What you are asked to do
Convert the records into a numbered list. Start at the line containing "point: hat on", end at the final line of the records, and omit any blank lines.

Records for the exercise
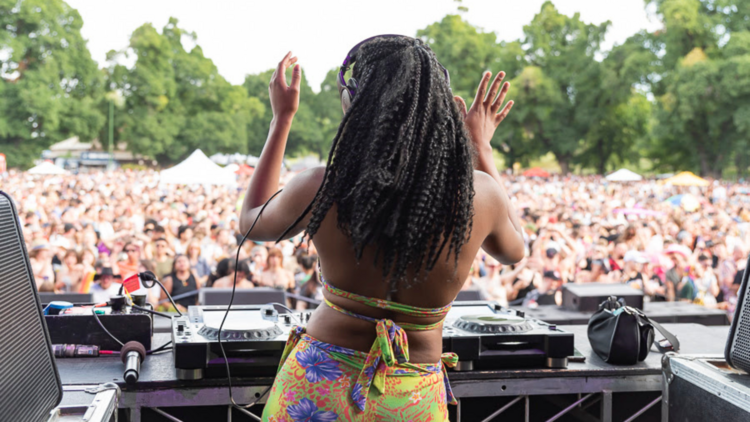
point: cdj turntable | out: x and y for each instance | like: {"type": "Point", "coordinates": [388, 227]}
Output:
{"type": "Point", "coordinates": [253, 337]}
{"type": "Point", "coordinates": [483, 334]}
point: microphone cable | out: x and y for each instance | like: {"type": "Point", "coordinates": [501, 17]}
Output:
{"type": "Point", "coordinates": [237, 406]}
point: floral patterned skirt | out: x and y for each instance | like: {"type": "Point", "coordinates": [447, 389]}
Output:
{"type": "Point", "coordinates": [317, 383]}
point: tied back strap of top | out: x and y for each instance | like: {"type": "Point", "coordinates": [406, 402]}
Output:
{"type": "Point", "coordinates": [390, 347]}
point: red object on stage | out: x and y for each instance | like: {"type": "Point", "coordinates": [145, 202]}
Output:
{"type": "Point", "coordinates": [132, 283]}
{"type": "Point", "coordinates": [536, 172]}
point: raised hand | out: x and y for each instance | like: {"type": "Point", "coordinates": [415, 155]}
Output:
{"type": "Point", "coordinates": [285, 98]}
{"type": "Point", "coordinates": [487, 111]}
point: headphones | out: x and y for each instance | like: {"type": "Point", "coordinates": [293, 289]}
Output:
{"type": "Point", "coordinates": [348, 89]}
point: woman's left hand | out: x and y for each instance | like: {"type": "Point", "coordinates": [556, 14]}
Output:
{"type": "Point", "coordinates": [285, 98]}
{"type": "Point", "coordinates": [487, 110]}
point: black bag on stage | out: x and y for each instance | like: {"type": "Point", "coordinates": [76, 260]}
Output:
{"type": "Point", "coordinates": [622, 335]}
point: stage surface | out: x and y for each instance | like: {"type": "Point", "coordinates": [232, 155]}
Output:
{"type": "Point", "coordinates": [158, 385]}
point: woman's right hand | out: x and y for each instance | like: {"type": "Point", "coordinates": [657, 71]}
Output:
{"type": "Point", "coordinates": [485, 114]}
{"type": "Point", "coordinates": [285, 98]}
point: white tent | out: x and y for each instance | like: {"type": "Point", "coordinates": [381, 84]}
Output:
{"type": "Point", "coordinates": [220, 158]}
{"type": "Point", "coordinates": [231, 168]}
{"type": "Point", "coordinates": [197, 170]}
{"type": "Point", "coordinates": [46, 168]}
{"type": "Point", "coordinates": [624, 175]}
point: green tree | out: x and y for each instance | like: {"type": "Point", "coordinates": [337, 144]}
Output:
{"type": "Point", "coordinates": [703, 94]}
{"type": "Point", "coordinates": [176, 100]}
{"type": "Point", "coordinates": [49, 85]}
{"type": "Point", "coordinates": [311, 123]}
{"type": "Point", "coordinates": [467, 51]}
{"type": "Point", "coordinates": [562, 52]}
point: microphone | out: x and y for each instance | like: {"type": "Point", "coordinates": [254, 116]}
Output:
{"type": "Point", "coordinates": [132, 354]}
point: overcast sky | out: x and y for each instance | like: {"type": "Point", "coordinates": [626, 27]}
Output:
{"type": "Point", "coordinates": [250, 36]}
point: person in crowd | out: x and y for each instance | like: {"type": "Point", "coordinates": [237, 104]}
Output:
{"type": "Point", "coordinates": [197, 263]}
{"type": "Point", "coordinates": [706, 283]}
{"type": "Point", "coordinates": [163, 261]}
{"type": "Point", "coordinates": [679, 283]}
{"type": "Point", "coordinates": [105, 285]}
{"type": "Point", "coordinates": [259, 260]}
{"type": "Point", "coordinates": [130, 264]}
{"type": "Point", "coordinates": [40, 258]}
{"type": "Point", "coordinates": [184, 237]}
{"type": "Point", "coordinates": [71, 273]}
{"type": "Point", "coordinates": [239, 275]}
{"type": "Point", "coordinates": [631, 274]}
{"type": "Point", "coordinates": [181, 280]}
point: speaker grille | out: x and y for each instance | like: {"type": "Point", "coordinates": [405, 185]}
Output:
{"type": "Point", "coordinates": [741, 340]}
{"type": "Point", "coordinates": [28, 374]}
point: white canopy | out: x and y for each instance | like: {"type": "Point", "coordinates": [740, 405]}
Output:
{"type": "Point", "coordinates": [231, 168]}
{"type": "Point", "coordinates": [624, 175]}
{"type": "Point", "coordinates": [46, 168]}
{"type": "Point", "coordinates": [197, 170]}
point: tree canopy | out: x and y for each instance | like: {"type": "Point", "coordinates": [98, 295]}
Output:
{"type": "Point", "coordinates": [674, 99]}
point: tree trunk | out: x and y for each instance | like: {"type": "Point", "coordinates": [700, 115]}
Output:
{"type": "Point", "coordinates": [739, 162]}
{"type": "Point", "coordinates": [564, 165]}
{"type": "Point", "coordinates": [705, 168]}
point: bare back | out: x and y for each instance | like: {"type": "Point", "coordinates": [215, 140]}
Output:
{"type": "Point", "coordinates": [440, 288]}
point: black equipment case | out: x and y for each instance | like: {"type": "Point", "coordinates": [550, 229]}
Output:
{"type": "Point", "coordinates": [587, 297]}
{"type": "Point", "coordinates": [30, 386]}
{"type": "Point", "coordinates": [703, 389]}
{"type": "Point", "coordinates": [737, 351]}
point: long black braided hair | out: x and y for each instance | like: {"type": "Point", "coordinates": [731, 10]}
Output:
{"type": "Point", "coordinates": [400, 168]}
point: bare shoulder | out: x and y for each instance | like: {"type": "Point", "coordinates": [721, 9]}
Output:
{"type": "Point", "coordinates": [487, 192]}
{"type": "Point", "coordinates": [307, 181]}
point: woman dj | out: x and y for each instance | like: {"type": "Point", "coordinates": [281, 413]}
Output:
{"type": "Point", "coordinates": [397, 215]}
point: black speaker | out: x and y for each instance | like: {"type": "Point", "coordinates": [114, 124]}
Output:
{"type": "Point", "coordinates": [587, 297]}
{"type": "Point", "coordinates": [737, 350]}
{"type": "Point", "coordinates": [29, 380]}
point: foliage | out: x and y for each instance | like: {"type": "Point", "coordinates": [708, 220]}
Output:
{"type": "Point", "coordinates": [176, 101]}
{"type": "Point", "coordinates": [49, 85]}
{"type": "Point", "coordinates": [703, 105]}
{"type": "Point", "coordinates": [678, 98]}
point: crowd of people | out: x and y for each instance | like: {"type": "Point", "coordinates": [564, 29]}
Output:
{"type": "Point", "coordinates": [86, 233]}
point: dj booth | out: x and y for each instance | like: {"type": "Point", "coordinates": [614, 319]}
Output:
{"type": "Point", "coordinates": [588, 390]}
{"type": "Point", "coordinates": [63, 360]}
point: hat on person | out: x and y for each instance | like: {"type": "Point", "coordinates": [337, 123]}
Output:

Solution to this exercise
1. point: hat on person | out: x and y for each instance | like: {"type": "Point", "coordinates": [337, 123]}
2. Output:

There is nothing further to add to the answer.